Fragmento extraído:

==================================================

Mucho se ha escrito y
referido respecto a la historia de la conquista y la colonia de Costa
Rica. Sueños y esperanzas quedaron
lamentablemente en la imaginación de los
conquistadores, quienes en términos tangibles no encontraron lo que buscaban,
aún y cuando el concepto hoy pareciera no ser muy claro.
Si bien en esta
aventura no toparon definitivamente con el tipo de problemas que encontraban en
el resto del continente, habrá de serse honesto en que las visiones de
oportunidad, y en algunos casos de oportunismo que los trajeron acá, no les
permitió cumplir con sus expectativas.
En definitiva,
toparían con un territorio que no los haría prosperar, sino que más bien,
consumiría por completo sus fortunas personales, en una misión que lamentablemente para ellos no ofrecería
mayores dividendos.
Cansados, y con los
sueños rotos, la mayoría acabaría por quedarse aquí. Varias de las historias que se analizarán en
este documento tienen este común denominador.
Lamentablemente en tal decisión, un sentimiento de fracaso habría de
acompañarlos por el resto de sus días.
Como es sabido, la
capital colonial no se originó en el sitio donde se encuentra hoy. En un primer momento se contaba con el
establecimiento principal en la zona de Ujarrás. No obstante, el mismo habría de ser
abandonado por diferentes razones, como lo explica Eladio Prado en la crónica
de la fundación del sitio:
“En
marzo de 1561, poblaba Cavallón la ciudad de Garcimuñoz (en el llano de
Turrúcares) desde donde mandó hacer un reconocimiento por todo el país, por
medio de sus tenientes, quienes Urrraccí, Orosi, Corrosí (cerca de Trueque) y
Bujeboj (cerca del Orosi actual), tocándole al teniente Francisco Destrada al
reconocimiento de Ujarraccí, a quien más tarde le adjudicaron los indios,
posiblemente junto con la tierras del valle.
Este repartimiento se hizo 12 de enero de 1569, por Perafán de Rivera,
que no estaba facultado para hacerlo.
Repartió en dicha época los indios y sus gentes. Se levantó entonces el primer memorial o
censo de los pueblos naturales, cuyo memorial presentó al Cabildo de Cartago
con fecha 11 de enero del mismo año (…) [En 1563] Vázquez de Coronado reconoció
el Valle del Guarco y fundó Cartago, a donde se trasladaron, en marzo, los
habitantes de Garcimuñoz. En 1564 partió
para España, Vázquez de Coronado, acompañado por varios vecinos de Cartago,
entre ellos Fray Lorenzo de Bienvenida (…)
En los primeros años de su fundación, parece que los padres
franciscanos tuvieron bastantes sufrimientos, desalentándose por los pocos
resultados que obtenían entre los indios.
Por esta razón, Fray Ricardo de Jerusalem presentó un memorial en 1575,
al Gobernador Anguciana anunciándole la resolución de los frailes de abandonar
Costa Rica para trasladarse a Filipinas (…)
En 1699 la Audiencia de Guatemala ordenó el traslado de los indios
de Orosi a Ujarrás en atención a que eran pocos y el lugar enfermizo. Por fin, la peste de 1832 obligó al abandono
de Ujarrás.” (Eladio Prado, 1989, pp. 21-25).
En la época en
referencia un pueblo conquistador, adquiría derechos sobre los habitantes
naturales de la región que se abarcaba.

==================================================

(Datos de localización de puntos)
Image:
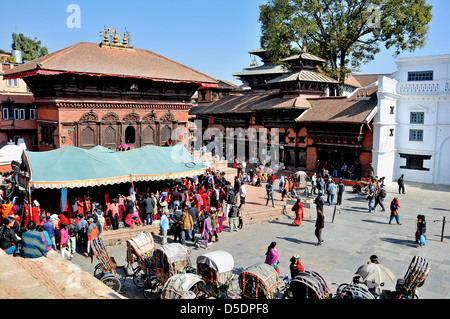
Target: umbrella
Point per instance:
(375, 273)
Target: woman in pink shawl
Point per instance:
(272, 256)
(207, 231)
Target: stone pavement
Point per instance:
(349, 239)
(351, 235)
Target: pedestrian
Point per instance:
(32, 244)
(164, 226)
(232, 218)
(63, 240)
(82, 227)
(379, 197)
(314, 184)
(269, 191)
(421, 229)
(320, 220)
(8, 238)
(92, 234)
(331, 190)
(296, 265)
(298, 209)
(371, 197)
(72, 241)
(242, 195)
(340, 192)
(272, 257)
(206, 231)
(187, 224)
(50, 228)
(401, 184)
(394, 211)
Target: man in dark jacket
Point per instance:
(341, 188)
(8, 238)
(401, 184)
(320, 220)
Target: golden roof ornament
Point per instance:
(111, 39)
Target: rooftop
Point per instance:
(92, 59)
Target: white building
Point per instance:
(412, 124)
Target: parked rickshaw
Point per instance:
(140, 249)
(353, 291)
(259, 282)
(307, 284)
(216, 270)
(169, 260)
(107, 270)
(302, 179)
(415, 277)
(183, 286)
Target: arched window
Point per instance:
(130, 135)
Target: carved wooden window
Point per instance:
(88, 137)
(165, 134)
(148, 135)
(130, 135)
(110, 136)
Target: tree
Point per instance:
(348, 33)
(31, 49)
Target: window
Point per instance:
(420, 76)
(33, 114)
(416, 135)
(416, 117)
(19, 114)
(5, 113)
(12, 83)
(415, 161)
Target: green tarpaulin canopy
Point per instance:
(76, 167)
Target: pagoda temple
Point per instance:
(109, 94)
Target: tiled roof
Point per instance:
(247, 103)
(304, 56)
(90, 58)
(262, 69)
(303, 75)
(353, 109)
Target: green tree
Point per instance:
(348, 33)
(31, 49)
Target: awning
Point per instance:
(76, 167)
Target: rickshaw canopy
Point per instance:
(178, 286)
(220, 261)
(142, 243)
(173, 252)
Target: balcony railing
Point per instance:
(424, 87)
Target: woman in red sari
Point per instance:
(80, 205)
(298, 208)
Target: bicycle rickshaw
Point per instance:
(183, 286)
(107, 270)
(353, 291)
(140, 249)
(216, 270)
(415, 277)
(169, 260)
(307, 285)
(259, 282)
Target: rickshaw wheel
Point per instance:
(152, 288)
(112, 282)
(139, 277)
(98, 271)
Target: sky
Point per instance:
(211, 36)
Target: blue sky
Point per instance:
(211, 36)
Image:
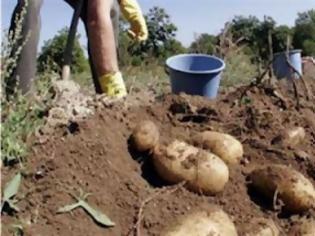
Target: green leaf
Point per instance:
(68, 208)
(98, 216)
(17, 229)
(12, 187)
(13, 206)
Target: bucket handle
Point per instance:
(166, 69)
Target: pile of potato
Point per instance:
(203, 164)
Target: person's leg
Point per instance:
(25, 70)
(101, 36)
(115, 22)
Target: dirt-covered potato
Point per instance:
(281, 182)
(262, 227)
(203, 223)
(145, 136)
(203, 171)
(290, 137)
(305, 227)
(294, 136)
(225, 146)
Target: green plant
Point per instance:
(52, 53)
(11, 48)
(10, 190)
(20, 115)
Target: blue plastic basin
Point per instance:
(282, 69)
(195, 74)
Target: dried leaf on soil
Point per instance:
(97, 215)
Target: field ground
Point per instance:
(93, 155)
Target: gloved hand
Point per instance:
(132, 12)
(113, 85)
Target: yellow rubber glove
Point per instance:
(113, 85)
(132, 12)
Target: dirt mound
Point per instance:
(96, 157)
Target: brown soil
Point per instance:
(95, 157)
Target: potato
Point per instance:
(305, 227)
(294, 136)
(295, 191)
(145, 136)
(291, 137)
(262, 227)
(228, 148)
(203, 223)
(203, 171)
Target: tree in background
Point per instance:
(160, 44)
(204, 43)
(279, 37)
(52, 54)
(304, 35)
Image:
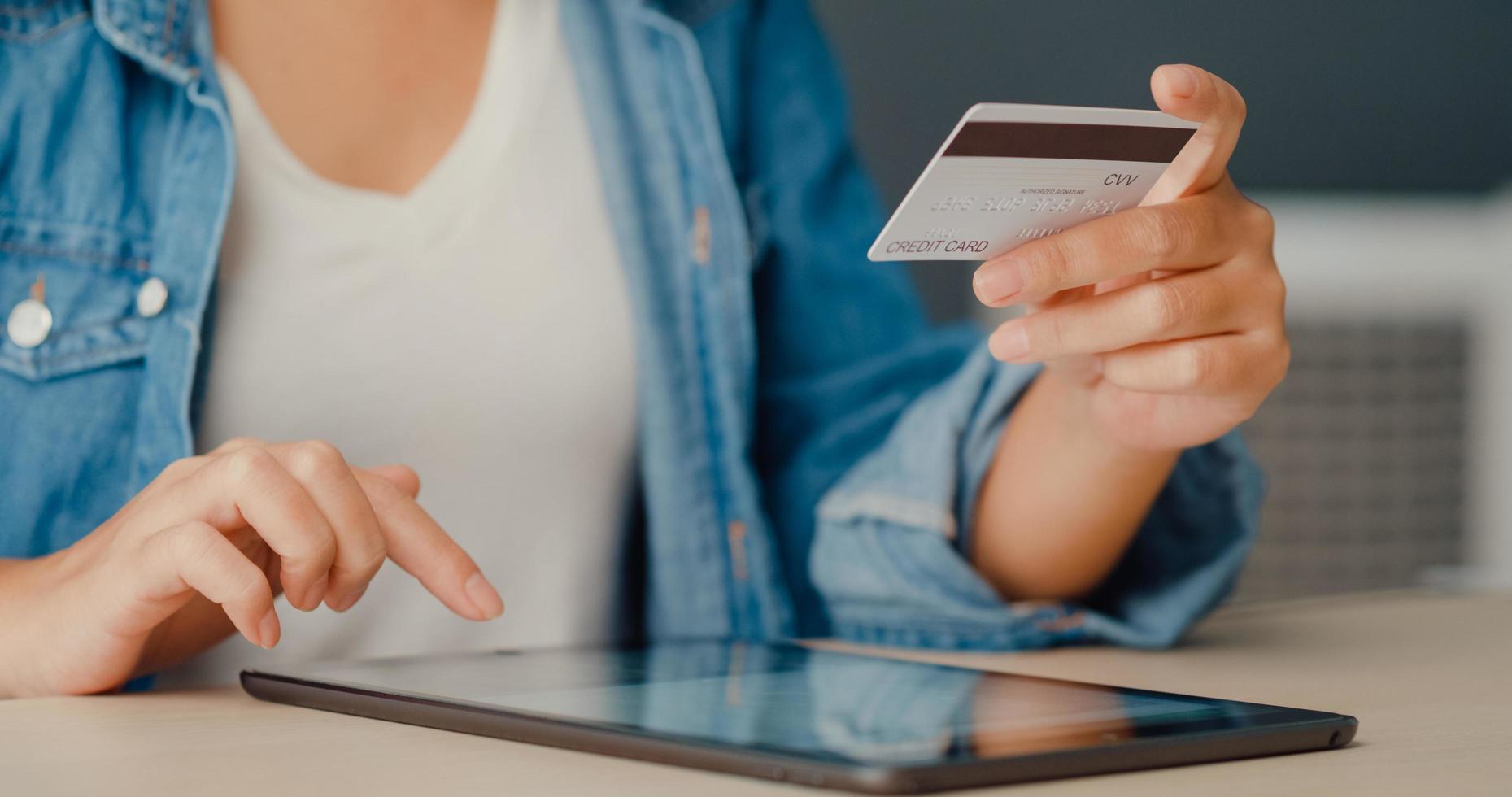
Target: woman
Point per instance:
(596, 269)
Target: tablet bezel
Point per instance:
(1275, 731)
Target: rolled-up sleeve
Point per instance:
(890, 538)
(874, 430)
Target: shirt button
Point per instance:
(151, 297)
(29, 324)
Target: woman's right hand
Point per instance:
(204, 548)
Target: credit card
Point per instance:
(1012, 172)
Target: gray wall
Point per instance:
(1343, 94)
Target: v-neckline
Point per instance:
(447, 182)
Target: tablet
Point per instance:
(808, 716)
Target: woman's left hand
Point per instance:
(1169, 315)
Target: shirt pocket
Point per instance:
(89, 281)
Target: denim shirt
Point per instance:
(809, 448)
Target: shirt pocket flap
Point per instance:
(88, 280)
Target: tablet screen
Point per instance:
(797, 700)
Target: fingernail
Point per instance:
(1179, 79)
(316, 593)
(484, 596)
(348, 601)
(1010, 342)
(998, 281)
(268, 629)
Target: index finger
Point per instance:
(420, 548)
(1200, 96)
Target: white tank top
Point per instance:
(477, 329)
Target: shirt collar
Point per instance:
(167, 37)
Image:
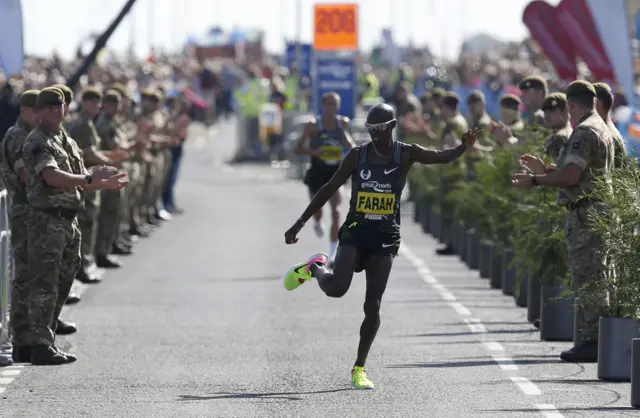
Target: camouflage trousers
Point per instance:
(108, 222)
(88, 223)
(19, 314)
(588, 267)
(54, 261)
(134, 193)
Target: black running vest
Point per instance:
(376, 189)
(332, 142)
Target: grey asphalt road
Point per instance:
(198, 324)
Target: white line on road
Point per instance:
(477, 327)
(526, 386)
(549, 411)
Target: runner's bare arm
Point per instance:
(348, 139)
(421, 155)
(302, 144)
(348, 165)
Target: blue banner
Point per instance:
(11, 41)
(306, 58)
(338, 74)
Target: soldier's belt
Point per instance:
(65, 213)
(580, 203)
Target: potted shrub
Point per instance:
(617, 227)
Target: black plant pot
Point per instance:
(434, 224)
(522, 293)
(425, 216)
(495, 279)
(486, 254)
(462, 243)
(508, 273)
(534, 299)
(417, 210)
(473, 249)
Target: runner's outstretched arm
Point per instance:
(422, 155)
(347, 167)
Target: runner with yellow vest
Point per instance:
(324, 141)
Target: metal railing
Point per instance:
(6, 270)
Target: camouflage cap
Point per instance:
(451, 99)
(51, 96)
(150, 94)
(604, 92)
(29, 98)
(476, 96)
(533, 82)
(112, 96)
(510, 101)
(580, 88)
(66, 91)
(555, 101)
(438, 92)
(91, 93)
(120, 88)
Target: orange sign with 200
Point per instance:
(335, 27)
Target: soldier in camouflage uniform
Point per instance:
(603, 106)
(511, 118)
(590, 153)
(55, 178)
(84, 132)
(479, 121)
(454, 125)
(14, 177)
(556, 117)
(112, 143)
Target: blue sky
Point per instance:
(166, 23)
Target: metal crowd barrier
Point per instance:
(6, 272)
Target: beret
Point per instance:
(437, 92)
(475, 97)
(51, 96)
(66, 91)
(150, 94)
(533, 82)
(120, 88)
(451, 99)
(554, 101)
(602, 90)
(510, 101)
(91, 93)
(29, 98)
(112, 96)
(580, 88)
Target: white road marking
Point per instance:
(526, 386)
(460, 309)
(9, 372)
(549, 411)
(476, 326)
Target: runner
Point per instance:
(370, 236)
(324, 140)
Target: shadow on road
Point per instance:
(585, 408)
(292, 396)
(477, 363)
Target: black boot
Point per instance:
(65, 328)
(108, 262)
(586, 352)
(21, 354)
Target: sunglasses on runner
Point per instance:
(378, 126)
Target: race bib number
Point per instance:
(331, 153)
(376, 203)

==================================================

Orden de trabajo 1: Reescribe del fragmento sobre la conquista y la colonia de Costa Rica todo lo que va desde "Cansados, y con" hasta "este común denominador.", poniendo "rasgo compartido" donde dice "común denominador".
Orden de trabajo 2: Indica si cada afirmación coincide con el fragmento sobre la conquista y la colonia de Costa Rica. Responde sí o no y cita las palabras del fragmento que lo deciden: (a) La capital colonial nació en el mismo sitio donde está hoy. (b) Vázquez de Coronado fundó Cartago. (c) Perafán de Rivera tenía autoridad para hacer el repartimiento de 1569.
Orden de trabajo 3: Sigue escribiendo el fragmento sobre la conquista y la colonia de Costa Rica a partir de su última oración.
Las entradas no tienen nada que ver con el fragmento sobre la conquista y la colonia de Costa Rica.

Respuesta esperada 1:
Cansados, y con los
sueños rotos, la mayoría acabaría por quedarse aquí. Varias de las historias que se analizarán en
este documento tienen este rasgo compartido.

Respuesta esperada 2:
(a) No: "la capital colonial no se originó en el sitio donde se encuentra hoy".
(b) Sí: "Vázquez de Coronado reconoció el Valle del Guarco y fundó Cartago".
(c) No: "que no estaba facultado para hacerlo".

Respuesta esperada 3:
Costa Rica no habría de ser una excepción en ello.
De hecho, contar con
este importante recurso favorecía la negociación y el reclutamiento de las
tropas que habrían de hacerle frente a estas
necesidades como se comentará más adelante.
Se establece que los
primeros expedicionarios tenían derechos elementales al ser fundadores o hijos
de los mismos, pero habría que tener un elemento de amarre con los que no
reunían ninguno de los dos requisitos.
Por otro lado,
resulta indudable que el enfrentamiento de las condiciones reales: baja riqueza
natural y abandono por parte de la Corona al tratarse de una región pobre,
ajena a los intereses expansivos de la misma, la misión no sería sencilla.
El debate entre los diferentes
historiadores de época, condición que tendrían que limitarse a reproducir los
más contemporáneos, obliga a dudar mucho de la verdadera identidad de estos
primeros pobladores de América, y en el caso que interesa conocer, de Costa
Rica.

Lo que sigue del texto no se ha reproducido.